演習課題 =
東京で新潟県の味を楽しめる店を紹介する記事を、本文の末尾の文の後から書き継いでください。

文書の一節 =

地方出身者が地元の料理を食べたくなったら駆け込める、同郷の人との触れ合いに飢えたときに癒やしてくれる、そんな東京にある"地方のお店"を紹介していくこの企画。コロナ禍の昨今、せめておいしい地方のものを食べて各地を旅行した気持ちになりたい! という他県のあなたも必見です。

今回のテーマは新潟県。南側はほぼ群馬県と長野県に接していて、東側が山形県、西側が富山県挟まれた日本海側の県です。

新潟県といえばやはりお米!

  • お蕎麦も実は有名!

新潟県といえばなんといってもお米ですね。作付面積、生産数ともに日本一。ブランド米「魚沼産コシヒカリ」の魚沼は、県の南東部に位置する地区になります。ほかの農産物では、ゆりとチューリップの切り花や球根の生産が盛んです.歴史的には上杉謙信。天然記念物のトキの飼育している施設がある佐渡島も有名ですね。

  • 看板いっぱいに主張される「新潟地酒」

    看板いっぱいに主張される「新潟地酒」

出典抜粋 =
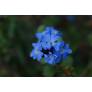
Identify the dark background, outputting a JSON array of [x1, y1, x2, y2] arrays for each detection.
[[0, 15, 92, 77]]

課題の解答 =
今回は西日暮里の新潟地酒のお店「花ゆず」さんにお邪魔しました。JR・千代田線「西日暮里」駅から徒歩0分。駅から出た瞬間、目の前にある超駅近のお店さんです。

  • 現在アヒルちゃんでソーシャルディスタンスなカウンター

店内はカウンター席のみの1階と、テーブル席がある地下の計2フロアで20席ほど。大勢で飲んで食べたい方にも、一人でふらりと訪れてご店主とお話ししながらの時間を楽しみたい方にもぴったりな空間です。

日本海で獲れた海鮮に舌鼓を打つ

まず最初に出てきたのは「ちょこ盛り上」(2,600円)です。イクラ、ボタンエビ、本マグロ、ノドグロ、シメサバ、子持ち昆布と、日本海側を中心にご店主が厳選したお刺身が並ぶ、かなり豪華なお造りです。お一人様に合わせた量もまたうれしいですね。

  • なんとも豪華なラインアップの「ちょこ盛り上」

自家製のかえしで漬けたイクラは、よくあるイクラの醤油漬けに比べると塩味の抑えられた優しい味付けで、イクラの風味をより感じることができます。ボタンエビの卵は、あまり積極的に食べたことのない食材だったのですが、新鮮で臭みもなく数の子のようなプチプチの弾力が特徴。シメサバは、軽めの酢〆なので、脂が乗って瑞々しくプリプリ。ほかの品も文句なし。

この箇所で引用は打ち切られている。